▶ Provided records:
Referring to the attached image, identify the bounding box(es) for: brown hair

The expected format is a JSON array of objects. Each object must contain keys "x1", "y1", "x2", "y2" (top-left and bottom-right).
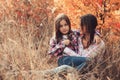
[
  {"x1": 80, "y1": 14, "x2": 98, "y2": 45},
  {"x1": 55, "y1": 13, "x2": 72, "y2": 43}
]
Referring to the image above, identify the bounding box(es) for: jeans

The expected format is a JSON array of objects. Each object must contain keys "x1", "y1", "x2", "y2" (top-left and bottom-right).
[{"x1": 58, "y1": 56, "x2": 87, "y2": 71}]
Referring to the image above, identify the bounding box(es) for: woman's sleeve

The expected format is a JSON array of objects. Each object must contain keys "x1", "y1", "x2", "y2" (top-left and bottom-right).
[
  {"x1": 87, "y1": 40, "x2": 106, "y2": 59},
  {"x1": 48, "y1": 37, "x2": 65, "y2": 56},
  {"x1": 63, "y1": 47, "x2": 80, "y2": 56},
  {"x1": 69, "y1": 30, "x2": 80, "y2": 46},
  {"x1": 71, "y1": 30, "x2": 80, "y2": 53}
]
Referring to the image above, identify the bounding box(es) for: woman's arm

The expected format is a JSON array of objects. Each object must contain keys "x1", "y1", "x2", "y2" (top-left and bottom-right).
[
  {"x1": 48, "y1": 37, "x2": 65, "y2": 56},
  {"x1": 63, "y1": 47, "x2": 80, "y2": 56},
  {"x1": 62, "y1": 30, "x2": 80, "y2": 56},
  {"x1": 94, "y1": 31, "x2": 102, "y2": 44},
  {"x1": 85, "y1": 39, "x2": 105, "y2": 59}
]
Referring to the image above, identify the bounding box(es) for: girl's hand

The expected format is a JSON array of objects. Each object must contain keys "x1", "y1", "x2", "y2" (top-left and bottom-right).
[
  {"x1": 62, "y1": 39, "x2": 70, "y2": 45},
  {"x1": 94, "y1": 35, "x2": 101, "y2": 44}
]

---

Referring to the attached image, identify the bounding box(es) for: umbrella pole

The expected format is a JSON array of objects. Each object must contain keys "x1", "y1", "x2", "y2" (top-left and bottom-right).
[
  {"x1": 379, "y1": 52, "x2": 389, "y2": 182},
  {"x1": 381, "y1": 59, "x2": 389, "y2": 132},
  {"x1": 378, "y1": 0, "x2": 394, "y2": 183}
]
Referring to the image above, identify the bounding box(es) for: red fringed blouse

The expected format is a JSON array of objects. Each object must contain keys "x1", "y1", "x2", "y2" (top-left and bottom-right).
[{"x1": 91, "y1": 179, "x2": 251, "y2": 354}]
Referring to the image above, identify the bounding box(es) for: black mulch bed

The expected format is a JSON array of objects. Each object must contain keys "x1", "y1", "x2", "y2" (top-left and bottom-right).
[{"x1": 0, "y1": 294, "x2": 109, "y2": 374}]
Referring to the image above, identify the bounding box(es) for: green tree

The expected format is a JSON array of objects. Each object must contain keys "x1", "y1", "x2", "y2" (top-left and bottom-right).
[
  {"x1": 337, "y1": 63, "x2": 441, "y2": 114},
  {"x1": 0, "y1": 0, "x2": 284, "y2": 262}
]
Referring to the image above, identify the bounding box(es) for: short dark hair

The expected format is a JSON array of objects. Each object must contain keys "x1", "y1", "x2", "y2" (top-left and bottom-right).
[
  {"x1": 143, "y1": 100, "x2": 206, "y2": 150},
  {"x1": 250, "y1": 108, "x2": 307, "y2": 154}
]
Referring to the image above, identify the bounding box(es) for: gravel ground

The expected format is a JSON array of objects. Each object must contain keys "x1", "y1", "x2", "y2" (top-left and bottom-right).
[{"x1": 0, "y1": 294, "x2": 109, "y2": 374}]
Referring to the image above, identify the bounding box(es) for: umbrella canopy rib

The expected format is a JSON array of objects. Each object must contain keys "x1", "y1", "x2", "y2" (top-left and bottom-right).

---

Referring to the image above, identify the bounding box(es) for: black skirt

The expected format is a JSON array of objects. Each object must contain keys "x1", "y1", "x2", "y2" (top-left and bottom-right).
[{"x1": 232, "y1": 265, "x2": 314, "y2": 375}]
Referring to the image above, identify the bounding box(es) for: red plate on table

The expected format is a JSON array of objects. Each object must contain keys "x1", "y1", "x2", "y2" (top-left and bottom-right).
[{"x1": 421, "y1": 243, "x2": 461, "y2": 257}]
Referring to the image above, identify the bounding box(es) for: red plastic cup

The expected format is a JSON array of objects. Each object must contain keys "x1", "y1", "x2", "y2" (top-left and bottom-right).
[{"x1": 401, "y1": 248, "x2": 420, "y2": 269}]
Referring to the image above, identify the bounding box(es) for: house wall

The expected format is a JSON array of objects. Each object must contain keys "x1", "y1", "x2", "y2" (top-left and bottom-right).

▶ Action item: Exactly how many lines in the data above contain the word "hair"? Respond with the number and nothing more.

▶ Solution for this problem: 2